▶ [What you are asked to do]
Copy everything in the listing below word for word, apart from any images.

▶ [Records shown]
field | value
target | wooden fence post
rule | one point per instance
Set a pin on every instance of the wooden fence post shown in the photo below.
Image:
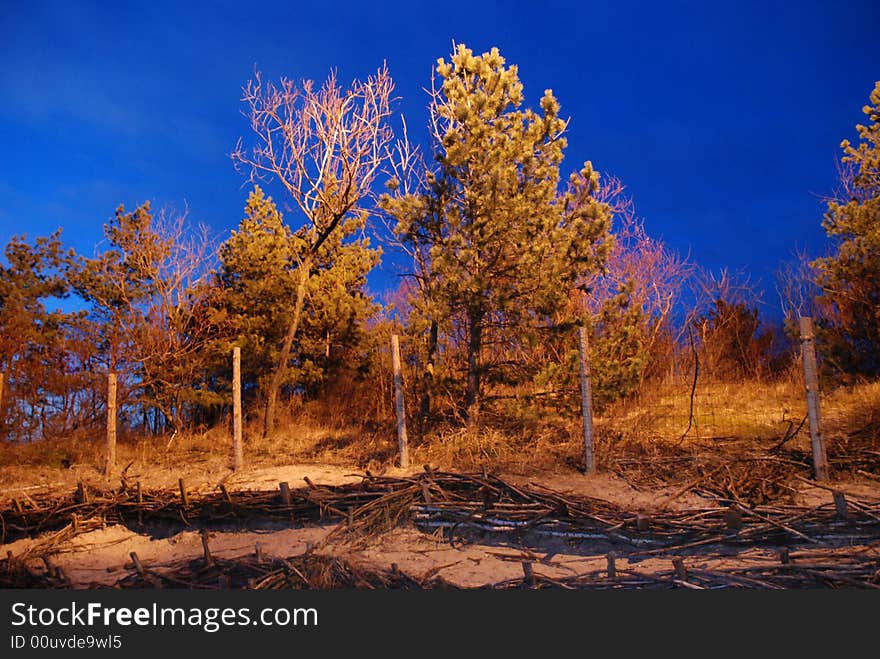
(586, 399)
(811, 381)
(238, 451)
(398, 399)
(110, 464)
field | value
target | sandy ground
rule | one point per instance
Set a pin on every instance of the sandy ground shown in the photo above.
(102, 556)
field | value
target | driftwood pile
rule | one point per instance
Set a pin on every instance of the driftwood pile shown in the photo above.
(836, 544)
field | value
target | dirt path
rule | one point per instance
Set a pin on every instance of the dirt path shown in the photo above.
(102, 557)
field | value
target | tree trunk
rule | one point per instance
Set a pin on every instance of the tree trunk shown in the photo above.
(428, 377)
(475, 344)
(278, 376)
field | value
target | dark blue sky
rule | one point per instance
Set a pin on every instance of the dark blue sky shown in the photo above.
(723, 119)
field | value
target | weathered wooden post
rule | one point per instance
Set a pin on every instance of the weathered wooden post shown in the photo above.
(398, 399)
(110, 464)
(586, 399)
(238, 451)
(811, 381)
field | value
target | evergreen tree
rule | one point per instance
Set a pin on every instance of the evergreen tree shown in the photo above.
(502, 245)
(146, 299)
(256, 295)
(33, 347)
(850, 277)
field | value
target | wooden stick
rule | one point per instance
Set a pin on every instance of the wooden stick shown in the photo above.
(586, 400)
(680, 571)
(285, 494)
(225, 493)
(811, 381)
(140, 499)
(237, 450)
(183, 498)
(612, 566)
(209, 560)
(110, 463)
(402, 442)
(137, 563)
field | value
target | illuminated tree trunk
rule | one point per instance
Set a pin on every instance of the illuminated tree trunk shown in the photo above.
(283, 359)
(475, 344)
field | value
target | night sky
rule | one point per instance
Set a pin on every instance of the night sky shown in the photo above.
(723, 119)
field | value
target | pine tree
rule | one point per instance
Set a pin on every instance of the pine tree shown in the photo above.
(257, 295)
(850, 277)
(501, 245)
(145, 298)
(34, 354)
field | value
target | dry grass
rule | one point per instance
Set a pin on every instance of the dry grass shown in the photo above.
(650, 426)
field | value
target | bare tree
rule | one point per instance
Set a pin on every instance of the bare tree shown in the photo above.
(324, 145)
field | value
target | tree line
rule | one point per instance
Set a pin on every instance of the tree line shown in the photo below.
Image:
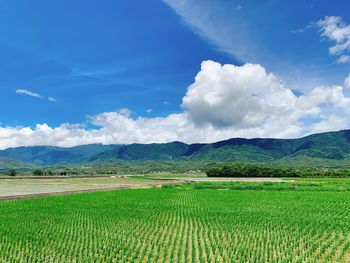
(255, 170)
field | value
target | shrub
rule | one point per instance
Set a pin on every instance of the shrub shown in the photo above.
(12, 172)
(38, 172)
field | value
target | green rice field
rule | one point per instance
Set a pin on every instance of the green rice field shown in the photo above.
(181, 224)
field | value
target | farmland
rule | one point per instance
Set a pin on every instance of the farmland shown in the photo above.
(187, 223)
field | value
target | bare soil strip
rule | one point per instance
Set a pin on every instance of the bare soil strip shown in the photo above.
(121, 187)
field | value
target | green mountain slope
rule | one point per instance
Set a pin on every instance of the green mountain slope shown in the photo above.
(332, 146)
(6, 164)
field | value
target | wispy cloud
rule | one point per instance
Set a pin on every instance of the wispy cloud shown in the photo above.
(215, 23)
(29, 93)
(303, 29)
(34, 94)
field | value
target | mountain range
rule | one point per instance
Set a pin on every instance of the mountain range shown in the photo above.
(334, 146)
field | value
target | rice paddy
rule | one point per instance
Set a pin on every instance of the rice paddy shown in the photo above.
(178, 225)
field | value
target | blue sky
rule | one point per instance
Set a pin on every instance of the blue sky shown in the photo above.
(94, 57)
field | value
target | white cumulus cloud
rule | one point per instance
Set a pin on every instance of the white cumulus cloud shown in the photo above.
(335, 29)
(347, 82)
(224, 101)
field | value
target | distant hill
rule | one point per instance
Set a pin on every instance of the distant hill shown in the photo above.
(48, 155)
(6, 164)
(330, 146)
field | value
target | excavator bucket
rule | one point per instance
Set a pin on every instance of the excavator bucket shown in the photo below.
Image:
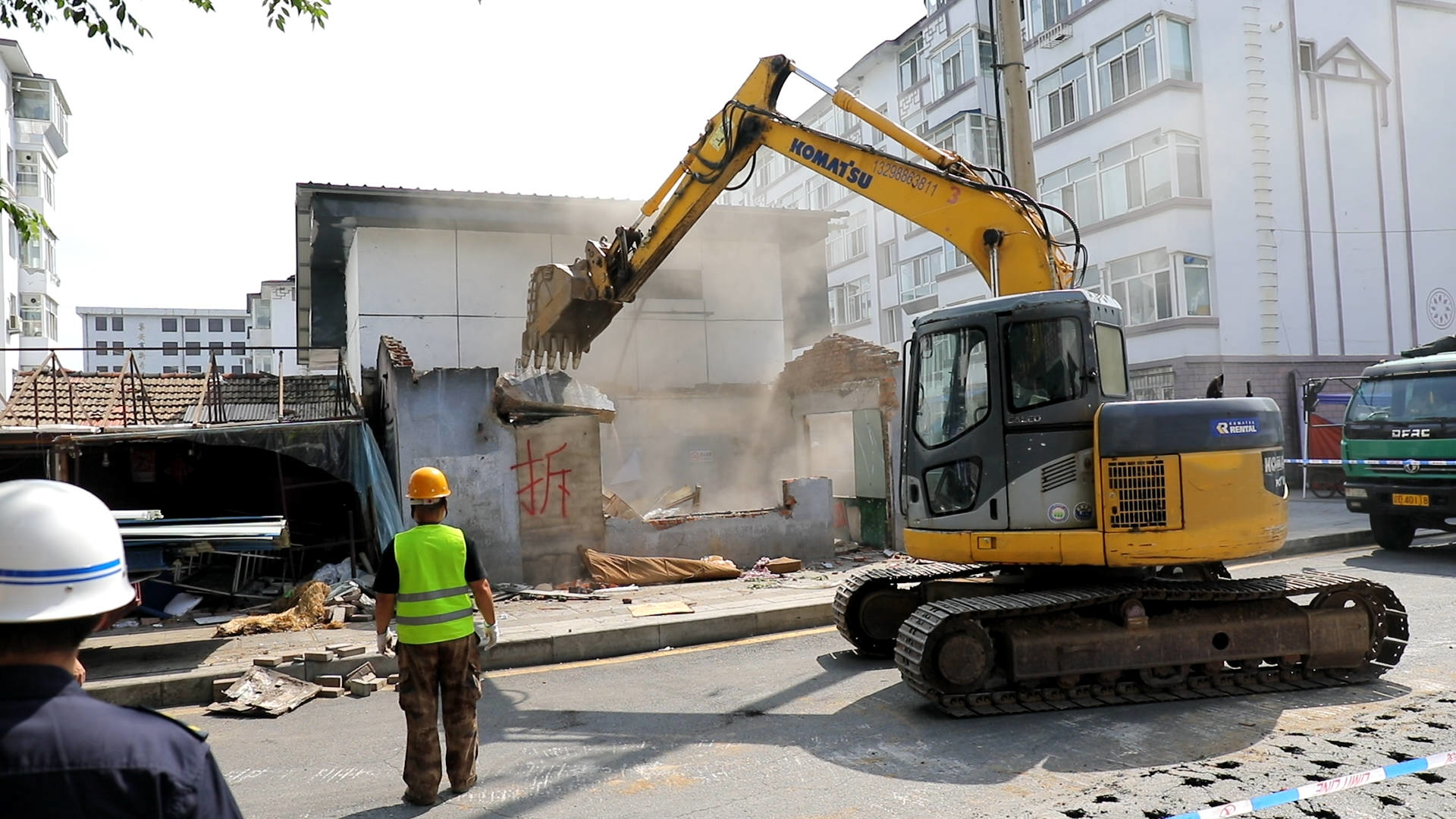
(563, 316)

▶ [Expected answer]
field | value
target | wooden fence post
rule | one point per instance
Set a pin on every instance of the wooden fence post shown in the photo below.
Image:
(586, 399)
(811, 381)
(238, 451)
(398, 399)
(110, 464)
field | value
target | sandy ground
rule | one point per instance
Set a pin on every instance of the sandy ground shown in the photo above.
(102, 556)
field | value
target | driftwood pile
rule | one point per instance
Set a pin on every instance of the driftwood pile shown in the photo above.
(836, 544)
field | value
target | dirt path
rule | one point per instance
Set a pin on every instance of the dirt path shown in the photo above.
(102, 557)
field | value
target | tree trunk
rule | one point per instance
Set a pin on every instance of the tree trunk shown in the photo above.
(428, 377)
(475, 344)
(278, 376)
field | value
target | dark blue sky
rule | one point per instance
Set a pin on every instance of the dark blue sky shown in the photo above.
(723, 119)
field | value
target | weathered wooden post
rule | one point per instance
Set a pin on every instance of the weathered wooden post shown in the photo above.
(398, 399)
(110, 464)
(586, 399)
(238, 451)
(811, 381)
field | value
target | evergreen tree
rule | one point per instance
Set a pin on every instance of the evergreen tree shown in the photo above.
(502, 245)
(146, 299)
(256, 295)
(33, 347)
(850, 277)
field | value
target | wooden stick
rule | one point per instance
Set a pin on every instance of the wooden stick shown in the photo above.
(586, 400)
(680, 571)
(285, 494)
(225, 493)
(811, 381)
(140, 499)
(237, 450)
(183, 498)
(612, 566)
(209, 560)
(110, 463)
(402, 442)
(137, 563)
field | value
target | illuminated tree trunk
rule | one point per instance
Set a pin on every instance of the illuminated tree trunk shown in the photo above.
(283, 359)
(475, 344)
field | value
target | night sky
rule | one point per instance
Set a pin on every instance of the night sky shown in the photo above.
(723, 119)
field | value
target | pine tree
rule | one point per instance
Set a pin on every instance of the pine tree shown in the photo above.
(257, 295)
(850, 277)
(501, 245)
(145, 298)
(34, 354)
field | value
target | dry grass
rule | one point per instance
Set a pin on every instance of the dry grass shown in the photo above.
(650, 426)
field | value
target | bare tree
rule | one point per instance
Set a pin on every instance of the bare tree shown in the photo above.
(324, 145)
field | value
target | tree line
rule | one point per instance
Set a pin on every instance of the tree line shown in the photo below.
Image:
(255, 170)
field | value
target | shrub
rule | one point per instance
Set a pin on every instance of the shrub shown in the photo above.
(12, 172)
(38, 172)
field | value
target | green rice field
rule | one point per instance
Set a pin on every instance of the green rice field shown in the photo above.
(181, 224)
field | value
target | farmland
rule | one point per instance
Set a pin on every instance of the farmland shown in the photo above.
(187, 223)
field | value
target | bare soil strip
rule | one point per instance
Set a pin on every instance of the bare soil strip shown in the photo above.
(121, 187)
field | value
target | green mountain slope
rule | one point per instance
Set a pin on every instance of the green mountain slope shown in the photo above.
(332, 146)
(6, 164)
field | value
target | wispy cloud
rule | one point per instance
Set a pin on every instance of the wispy cloud shown in the photo above.
(215, 23)
(29, 93)
(303, 29)
(34, 94)
field | value
target | mountain range
rule | one point per instance
Set a pin on every instance of the mountain range shown in the photo above.
(334, 146)
field | value
target | rice paddy
rule | one point per instance
Set a pin on every instance of the rice paddy shown in the photo above.
(178, 225)
field | value
target | blue sky
rule | one point per instance
Set a pin on every instance of the blue sky shown in the photo above.
(94, 57)
field | value
target | white cumulus cloud
rule | one point per instance
Set a pin on every instance of the white cumulus cloud shown in the photo above.
(335, 29)
(347, 82)
(224, 101)
field | value
target | distant hill
rule | one point per instance
Set a pin on every instance of the distant hill shown in the photo above.
(48, 155)
(6, 164)
(330, 146)
field | value
target | excavator bucket
rule | one point per instance
Set a pin on every instance of the excavator bucket shown in the photo below.
Image:
(563, 316)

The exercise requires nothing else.